__PERTANYAAN KAJIAN__.
- a) Sebutkan semua aspek demokrasi yang menurut cuplikan dokumen telah dilabrak.
- b) Jawablah pertanyaan berikut berdasarkan cuplikan dokumen.
(i) Berapa nomor undang-undang yang baru ditandatangani Presiden?
(ii) Melalui lembaga apa gugatan hukum ditempuh?
(iii) Omnibus Law diibaratkan sebagai apa?
- c) Salin tanpa perubahan bagian cuplikan dokumen dari "Sikap Pemerintahan Joko" sampai "meluncur ke jurang.".

__CUPLIKAN DOKUMEN__.
··········

Catatan M Rizal Fadillah*
SALAM-ONLINE.COM: 11/2020 adalah Nomor Undang-Undang yang baru ditandatangani Presiden. Akhirnya Pemerintah mengabaikan reaksi publik, khususnya buruh dan mahasiswa yang mendesak agar Omnibus Law Cipta Kerja untuk dibatalkan atau sekurang-kurangnya ditunda.
Tentu sikap “ndableg’ atau “bebal” Pemerintah atas suara dan desakan rakyat ini akan menimbulkan gelombang aksi berkelanjutan. Ada pula yang mengambil langkah gugatan hukum melalui Mahkamah Konstitusi (MK) meskipun dengan tingkat optimisme yang rendah.
Sikap Pemerintahan Joko Widodo yang memaksakan kehendak ini merusak asas demokrasi negara Republik Indonesia. Sekurangnya empat aspek demokrasi telah dilabrak, yaitu:
Pertama, demokrasi politik. Asas kedaulatan rakyat yang diinjak-injak. Kebaikan sosiologis sebuah undang-undang yang tidak dipenuhi. Rakyat intens menolak. Pemerintah tidak mendengar apalagi mengabulkan. Aspirasi yang tidak diindahkan dan tidak membuka kompromi dengan rakyat.
Kedua, demokrasi hukum. Asas kedaulatan hukum dilecehkan. Cara pengesahan DPR yang cacat serta proses hukum yang tidak lazim dalam pembuatan UU. Terkesan UU pesanan politik dengan ketergesa-gesaan waktu. Omnibus Law bagai bus yang membawa hukum meluncur ke jurang.
Ketiga, demokrasi ekonomi. Kekuasaan ekonomi kerakyatan atau pemihakan kepada kaum buruh dilindas. Pengusaha dan pemilik modal diutamakan. Lingkungan dihancurkan demi korporasi dan investasi. Sistem kapitalisme dibuat semakin mengakar.
Keempat, demokrasi budaya. Budaya kekeluargaan, santun serta menghargai aspek keagamaan telah dirusak. Pemerintah bertindak keras untuk memproteksi Omnibus Law. Telah merenggut korban berupa penangkapan aktivis sosial dan keagamaan.

··········

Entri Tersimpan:
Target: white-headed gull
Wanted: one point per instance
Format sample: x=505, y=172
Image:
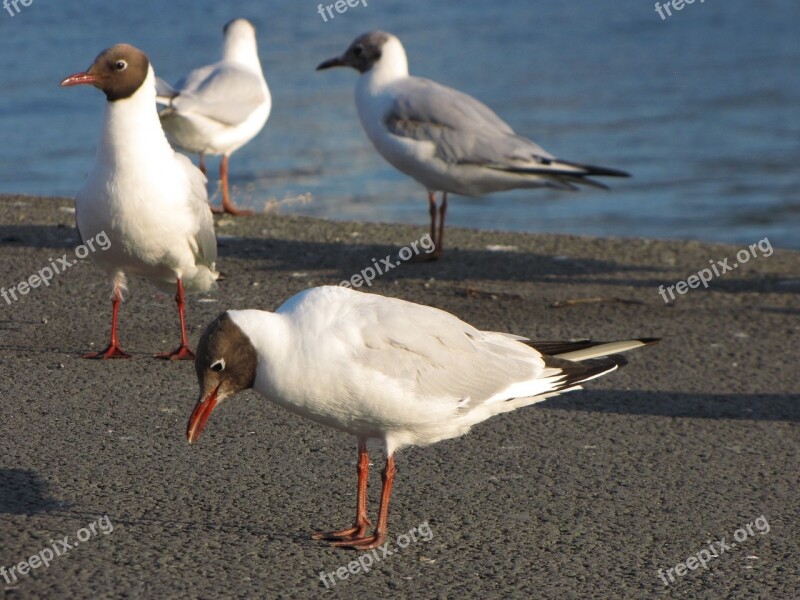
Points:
x=444, y=139
x=383, y=369
x=218, y=108
x=149, y=200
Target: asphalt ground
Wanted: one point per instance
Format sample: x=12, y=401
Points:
x=587, y=495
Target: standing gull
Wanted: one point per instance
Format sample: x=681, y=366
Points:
x=444, y=139
x=218, y=108
x=149, y=200
x=384, y=369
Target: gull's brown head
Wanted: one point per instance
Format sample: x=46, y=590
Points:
x=118, y=72
x=225, y=363
x=363, y=53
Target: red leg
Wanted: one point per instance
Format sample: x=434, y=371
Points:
x=113, y=350
x=442, y=213
x=202, y=164
x=378, y=538
x=227, y=205
x=182, y=352
x=432, y=212
x=359, y=528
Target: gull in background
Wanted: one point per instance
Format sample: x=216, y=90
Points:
x=444, y=139
x=218, y=108
x=384, y=369
x=149, y=200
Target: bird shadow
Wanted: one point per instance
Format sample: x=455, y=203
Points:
x=746, y=407
x=23, y=492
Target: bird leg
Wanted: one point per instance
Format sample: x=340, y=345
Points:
x=182, y=352
x=113, y=350
x=432, y=211
x=227, y=205
x=378, y=538
x=202, y=164
x=442, y=213
x=359, y=528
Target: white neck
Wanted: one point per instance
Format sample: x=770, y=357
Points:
x=392, y=66
x=132, y=123
x=268, y=332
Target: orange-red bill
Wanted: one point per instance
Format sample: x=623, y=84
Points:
x=78, y=79
x=200, y=414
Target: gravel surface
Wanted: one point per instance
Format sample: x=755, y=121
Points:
x=583, y=496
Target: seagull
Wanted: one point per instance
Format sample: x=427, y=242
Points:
x=149, y=200
x=384, y=369
x=218, y=108
x=444, y=139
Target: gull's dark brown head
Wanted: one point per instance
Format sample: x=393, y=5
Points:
x=363, y=53
x=225, y=363
x=117, y=71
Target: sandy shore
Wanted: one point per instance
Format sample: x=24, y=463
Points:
x=587, y=495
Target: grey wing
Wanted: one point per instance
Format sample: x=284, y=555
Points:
x=447, y=357
x=205, y=238
x=464, y=130
x=222, y=92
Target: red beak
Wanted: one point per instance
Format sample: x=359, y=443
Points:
x=200, y=414
x=79, y=79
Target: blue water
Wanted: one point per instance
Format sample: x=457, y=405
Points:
x=703, y=108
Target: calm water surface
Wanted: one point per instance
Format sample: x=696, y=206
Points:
x=703, y=108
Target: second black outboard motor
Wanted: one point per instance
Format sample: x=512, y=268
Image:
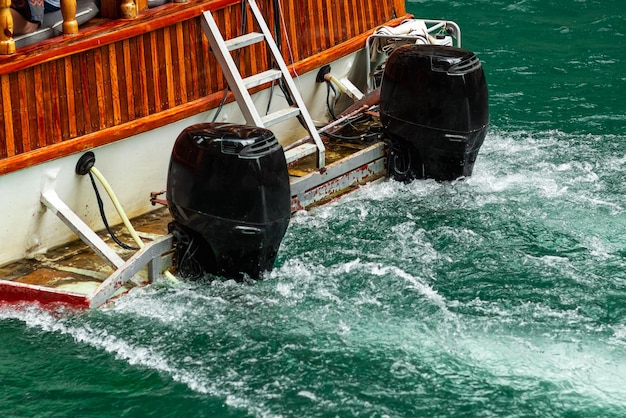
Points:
x=434, y=110
x=228, y=191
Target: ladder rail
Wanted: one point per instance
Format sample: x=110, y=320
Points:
x=230, y=70
x=289, y=81
x=239, y=86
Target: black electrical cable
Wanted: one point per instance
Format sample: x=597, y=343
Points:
x=104, y=218
x=331, y=109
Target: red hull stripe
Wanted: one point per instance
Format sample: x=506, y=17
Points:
x=19, y=292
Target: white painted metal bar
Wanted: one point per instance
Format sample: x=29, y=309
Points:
x=240, y=86
x=244, y=40
x=69, y=218
x=230, y=70
x=149, y=255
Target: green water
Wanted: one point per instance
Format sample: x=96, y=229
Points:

··········

__JAWABAN YANG DIBERIKAN__.
- a) Demokrasi politik, demokrasi hukum, demokrasi ekonomi, dan demokrasi budaya.

- b)
(i) 11/2020.
(ii) Mahkamah Konstitusi (MK).
(iii) Bus yang membawa hukum meluncur ke jurang.

- c)
Sikap Pemerintahan Joko Widodo yang memaksakan kehendak ini merusak asas demokrasi negara Republik Indonesia. Sekurangnya empat aspek demokrasi telah dilabrak, yaitu:
Pertama, demokrasi politik. Asas kedaulatan rakyat yang diinjak-injak. Kebaikan sosiologis sebuah undang-undang yang tidak dipenuhi. Rakyat intens menolak. Pemerintah tidak mendengar apalagi mengabulkan. Aspirasi yang tidak diindahkan dan tidak membuka kompromi dengan rakyat.
Kedua, demokrasi hukum. Asas kedaulatan hukum dilecehkan. Cara pengesahan DPR yang cacat serta proses hukum yang tidak lazim dalam pembuatan UU. Terkesan UU pesanan politik dengan ketergesa-gesaan waktu. Omnibus Law bagai bus yang membawa hukum meluncur ke jurang.